## Document passage
# Urinal Carriers, pet peeve



## Mykeeb33 (Mar 6, 2015)

I always hated jobs where urinal carriers were speced. Having to roto-hammer 1-1/4" pipe stands to the floor, they always get in the way of other pipe or studs. And the brackets with the three little 1/4" all thread rods for each urinal hanger. Sheetrockers inevitably would bend them or cut too big a hole. It was one hassle after another. The cost of the hanger, and the time to install were ridicules. They just seemed unnecessary. 
A much better installation is a piece of 2x8 fire treated wood screwed in between studs. Install the hangers on finish. 
:bangin:
THERE! I feel much better now!


----------



## mccmech (Jul 6, 2011)

Ain't it the truth about those 1/4" all thread rods & rockers. It's like they don't know how to use a tape measure. And then the genius tile guys will tile right where the other idiots left the rod, so now ya gotta cut tile and rock to get yer stuff straight again!!!:-( :-( Dammit, now ya got me mad at those pricks! ;-)


----------



## leakfree (Apr 3, 2011)

## Job 1
Answer these questions using the forum thread:
(a) What size pipe stands does Mykeeb33 say must be roto-hammered to the floor?
(b) What does Mykeeb33 recommend screwing in between studs instead?
(c) According to mccmech, where do the tile workers put their tile?
## Job 2
Reproduce word for word the part of the forum thread that begins at the words "## mccmech (Jul" and ends after the words "(Apr 3, 2011)".
Base every response on the forum thread alone.

## Source data
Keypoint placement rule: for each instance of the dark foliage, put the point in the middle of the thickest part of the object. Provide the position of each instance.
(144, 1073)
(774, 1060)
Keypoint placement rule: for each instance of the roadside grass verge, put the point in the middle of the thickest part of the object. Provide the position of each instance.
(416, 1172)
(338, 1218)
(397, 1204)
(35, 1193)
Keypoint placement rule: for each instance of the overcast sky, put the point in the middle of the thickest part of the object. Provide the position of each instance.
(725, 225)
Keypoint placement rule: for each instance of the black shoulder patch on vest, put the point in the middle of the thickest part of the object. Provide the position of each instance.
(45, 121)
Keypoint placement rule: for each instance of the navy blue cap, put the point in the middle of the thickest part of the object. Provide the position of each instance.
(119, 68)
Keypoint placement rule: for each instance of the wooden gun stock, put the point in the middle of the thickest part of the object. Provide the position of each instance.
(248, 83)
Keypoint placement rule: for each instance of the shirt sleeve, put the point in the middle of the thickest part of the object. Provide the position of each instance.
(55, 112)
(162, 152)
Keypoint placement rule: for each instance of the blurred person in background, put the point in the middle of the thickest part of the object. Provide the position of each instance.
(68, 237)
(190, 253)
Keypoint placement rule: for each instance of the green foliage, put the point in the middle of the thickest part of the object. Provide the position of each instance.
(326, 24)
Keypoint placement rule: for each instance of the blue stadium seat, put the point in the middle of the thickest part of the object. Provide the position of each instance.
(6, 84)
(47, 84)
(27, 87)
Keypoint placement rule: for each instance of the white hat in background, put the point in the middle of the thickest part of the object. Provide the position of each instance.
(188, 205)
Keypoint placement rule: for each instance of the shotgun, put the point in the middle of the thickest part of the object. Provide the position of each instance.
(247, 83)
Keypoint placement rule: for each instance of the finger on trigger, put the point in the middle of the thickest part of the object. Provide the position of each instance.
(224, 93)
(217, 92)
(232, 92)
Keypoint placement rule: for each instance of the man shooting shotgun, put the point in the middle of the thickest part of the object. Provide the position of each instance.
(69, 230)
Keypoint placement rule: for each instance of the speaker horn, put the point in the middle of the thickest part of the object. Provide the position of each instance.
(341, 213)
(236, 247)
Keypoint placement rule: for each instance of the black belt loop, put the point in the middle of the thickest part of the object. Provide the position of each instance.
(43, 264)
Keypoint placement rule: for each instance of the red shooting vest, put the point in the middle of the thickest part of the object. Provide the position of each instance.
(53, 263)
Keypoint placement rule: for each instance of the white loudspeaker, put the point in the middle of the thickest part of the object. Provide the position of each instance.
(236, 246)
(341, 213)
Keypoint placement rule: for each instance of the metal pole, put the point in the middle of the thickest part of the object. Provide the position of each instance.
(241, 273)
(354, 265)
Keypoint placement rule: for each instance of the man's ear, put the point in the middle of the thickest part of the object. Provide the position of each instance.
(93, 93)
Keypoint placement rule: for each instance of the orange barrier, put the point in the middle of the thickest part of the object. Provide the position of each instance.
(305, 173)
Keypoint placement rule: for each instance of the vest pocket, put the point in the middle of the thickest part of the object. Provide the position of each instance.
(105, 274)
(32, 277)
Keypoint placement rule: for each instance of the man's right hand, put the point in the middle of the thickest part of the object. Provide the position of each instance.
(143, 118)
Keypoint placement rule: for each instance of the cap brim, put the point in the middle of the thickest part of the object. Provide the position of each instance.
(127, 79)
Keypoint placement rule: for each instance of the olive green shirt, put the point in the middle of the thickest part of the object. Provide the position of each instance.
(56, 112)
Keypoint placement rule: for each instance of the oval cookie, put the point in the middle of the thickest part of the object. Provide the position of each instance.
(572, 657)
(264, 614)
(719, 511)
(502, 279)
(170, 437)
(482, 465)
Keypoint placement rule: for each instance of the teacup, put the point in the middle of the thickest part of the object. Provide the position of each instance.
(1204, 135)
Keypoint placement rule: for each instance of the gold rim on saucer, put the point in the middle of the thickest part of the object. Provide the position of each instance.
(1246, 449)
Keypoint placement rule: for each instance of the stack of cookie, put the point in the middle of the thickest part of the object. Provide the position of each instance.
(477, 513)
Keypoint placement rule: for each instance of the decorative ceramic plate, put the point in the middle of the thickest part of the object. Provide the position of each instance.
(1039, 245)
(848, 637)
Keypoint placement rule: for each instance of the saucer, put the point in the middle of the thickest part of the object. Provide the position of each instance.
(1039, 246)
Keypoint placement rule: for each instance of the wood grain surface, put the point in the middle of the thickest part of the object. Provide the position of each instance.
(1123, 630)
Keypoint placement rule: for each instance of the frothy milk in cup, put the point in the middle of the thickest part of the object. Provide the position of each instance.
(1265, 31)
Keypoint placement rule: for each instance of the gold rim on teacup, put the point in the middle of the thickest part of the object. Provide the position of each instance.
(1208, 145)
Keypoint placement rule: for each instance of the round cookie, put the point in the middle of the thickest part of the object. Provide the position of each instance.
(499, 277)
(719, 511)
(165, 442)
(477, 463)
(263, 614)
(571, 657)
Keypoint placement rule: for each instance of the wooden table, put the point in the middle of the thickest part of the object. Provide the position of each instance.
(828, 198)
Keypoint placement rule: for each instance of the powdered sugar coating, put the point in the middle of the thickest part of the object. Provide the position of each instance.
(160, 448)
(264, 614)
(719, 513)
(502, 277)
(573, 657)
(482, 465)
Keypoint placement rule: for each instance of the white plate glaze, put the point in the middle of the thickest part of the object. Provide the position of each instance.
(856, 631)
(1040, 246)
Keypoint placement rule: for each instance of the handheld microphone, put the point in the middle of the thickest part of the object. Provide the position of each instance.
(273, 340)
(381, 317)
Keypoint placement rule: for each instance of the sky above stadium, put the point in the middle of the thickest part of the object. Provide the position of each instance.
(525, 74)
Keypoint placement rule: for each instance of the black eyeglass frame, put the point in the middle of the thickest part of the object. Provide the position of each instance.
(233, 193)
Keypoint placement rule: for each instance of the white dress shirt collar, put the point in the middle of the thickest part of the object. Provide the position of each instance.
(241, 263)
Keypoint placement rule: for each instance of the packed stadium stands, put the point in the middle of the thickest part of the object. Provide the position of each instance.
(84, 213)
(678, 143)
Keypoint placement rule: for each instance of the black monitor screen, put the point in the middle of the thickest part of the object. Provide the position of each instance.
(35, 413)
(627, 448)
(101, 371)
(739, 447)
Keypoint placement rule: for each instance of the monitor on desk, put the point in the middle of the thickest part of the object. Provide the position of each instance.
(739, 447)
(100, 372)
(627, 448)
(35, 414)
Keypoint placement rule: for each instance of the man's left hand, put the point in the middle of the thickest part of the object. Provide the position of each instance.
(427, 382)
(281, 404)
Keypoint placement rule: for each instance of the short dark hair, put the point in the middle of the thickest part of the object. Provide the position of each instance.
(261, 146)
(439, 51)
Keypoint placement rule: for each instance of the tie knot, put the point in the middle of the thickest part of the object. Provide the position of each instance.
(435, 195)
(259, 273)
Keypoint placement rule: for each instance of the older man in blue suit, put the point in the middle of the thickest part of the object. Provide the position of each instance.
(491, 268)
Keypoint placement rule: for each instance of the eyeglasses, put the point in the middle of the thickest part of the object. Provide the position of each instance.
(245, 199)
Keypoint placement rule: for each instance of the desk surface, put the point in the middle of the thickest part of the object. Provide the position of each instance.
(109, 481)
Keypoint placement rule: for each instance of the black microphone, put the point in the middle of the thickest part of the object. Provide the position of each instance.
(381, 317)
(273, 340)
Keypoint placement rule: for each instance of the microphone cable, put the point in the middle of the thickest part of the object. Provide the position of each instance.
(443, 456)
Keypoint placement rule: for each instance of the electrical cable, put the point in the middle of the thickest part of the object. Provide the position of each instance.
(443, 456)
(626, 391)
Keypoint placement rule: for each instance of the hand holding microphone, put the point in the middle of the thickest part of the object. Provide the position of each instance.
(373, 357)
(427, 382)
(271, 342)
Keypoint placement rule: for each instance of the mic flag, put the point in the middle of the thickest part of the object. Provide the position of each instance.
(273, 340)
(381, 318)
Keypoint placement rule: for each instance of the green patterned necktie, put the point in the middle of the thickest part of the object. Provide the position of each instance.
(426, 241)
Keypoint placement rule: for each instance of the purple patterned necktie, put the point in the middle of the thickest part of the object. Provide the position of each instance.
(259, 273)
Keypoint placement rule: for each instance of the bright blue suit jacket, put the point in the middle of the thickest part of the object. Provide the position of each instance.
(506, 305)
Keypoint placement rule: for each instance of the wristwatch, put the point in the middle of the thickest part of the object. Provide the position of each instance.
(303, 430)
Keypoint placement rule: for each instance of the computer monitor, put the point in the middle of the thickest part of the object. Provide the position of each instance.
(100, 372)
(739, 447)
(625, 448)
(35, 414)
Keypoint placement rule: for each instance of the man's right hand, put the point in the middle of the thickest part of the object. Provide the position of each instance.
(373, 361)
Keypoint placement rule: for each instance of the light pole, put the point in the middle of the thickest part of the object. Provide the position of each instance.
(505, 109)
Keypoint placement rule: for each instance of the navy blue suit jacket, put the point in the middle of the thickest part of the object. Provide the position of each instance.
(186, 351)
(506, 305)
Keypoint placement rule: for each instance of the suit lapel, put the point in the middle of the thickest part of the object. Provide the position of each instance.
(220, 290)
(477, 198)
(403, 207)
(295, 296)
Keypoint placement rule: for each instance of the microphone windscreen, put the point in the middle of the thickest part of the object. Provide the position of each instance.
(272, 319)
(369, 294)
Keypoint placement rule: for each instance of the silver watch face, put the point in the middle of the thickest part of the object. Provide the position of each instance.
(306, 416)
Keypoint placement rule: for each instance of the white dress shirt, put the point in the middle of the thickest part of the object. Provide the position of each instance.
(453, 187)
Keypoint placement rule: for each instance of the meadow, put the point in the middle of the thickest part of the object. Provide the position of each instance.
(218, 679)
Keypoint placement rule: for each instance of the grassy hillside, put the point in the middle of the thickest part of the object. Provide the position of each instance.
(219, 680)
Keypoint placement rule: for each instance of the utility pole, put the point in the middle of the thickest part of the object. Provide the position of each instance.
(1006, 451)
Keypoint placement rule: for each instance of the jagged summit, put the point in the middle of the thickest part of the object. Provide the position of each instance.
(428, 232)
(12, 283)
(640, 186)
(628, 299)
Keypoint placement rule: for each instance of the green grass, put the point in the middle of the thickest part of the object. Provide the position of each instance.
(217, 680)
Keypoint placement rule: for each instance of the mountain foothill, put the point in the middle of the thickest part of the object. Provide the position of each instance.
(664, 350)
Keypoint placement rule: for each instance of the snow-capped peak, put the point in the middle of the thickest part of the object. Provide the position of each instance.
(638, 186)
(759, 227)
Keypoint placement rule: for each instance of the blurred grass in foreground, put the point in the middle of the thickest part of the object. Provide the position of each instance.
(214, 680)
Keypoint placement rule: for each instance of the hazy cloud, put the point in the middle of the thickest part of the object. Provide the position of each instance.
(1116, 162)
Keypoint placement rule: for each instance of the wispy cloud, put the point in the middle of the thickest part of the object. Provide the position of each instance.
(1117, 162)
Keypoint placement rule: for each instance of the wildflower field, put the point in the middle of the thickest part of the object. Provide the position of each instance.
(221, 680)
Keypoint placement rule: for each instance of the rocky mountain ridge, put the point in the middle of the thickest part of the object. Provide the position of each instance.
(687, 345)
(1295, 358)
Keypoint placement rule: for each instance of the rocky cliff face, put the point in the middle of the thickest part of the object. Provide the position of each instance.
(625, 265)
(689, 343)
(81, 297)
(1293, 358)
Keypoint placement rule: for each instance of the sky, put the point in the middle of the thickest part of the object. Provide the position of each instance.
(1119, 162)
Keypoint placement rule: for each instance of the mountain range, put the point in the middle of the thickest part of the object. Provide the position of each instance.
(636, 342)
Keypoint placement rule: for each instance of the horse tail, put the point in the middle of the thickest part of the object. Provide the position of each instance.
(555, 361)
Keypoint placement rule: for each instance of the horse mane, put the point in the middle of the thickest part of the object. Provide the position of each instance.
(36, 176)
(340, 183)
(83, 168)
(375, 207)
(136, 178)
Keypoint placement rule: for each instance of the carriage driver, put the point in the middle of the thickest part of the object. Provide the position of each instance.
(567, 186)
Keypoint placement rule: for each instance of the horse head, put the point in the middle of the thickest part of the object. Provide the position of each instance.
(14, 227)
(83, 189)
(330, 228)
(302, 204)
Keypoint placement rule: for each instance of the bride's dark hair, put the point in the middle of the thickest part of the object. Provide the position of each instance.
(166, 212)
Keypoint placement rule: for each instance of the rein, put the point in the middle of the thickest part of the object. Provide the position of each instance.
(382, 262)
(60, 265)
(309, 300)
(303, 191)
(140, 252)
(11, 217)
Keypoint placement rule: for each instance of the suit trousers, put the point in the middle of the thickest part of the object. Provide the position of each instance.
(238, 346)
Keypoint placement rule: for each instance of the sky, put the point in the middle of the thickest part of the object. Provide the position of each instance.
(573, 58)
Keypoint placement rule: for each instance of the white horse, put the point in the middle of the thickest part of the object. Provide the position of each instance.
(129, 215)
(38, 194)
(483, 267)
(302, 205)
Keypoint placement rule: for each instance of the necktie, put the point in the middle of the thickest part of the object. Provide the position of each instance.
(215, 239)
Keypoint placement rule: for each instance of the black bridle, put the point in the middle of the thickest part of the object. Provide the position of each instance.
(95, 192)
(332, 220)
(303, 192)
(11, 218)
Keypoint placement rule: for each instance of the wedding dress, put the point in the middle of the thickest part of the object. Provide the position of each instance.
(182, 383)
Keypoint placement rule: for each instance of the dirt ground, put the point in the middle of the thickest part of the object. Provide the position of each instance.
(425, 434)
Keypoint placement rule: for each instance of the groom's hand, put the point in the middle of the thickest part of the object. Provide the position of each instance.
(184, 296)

## Written solution 1
(a) 1-1/4" pipe stands.
(b) A piece of 2x8 fire treated wood.
(c) Right where the other workers left the rod.

## Written solution 2
## mccmech (Jul 6, 2011)

Ain't it the truth about those 1/4" all thread rods & rockers. It's like they don't know how to use a tape measure. And then the genius tile guys will tile right where the other idiots left the rod, so now ya gotta cut tile and rock to get yer stuff straight again!!!:-( :-( Dammit, now ya got me mad at those pricks! ;-)


----------



## leakfree (Apr 3, 2011)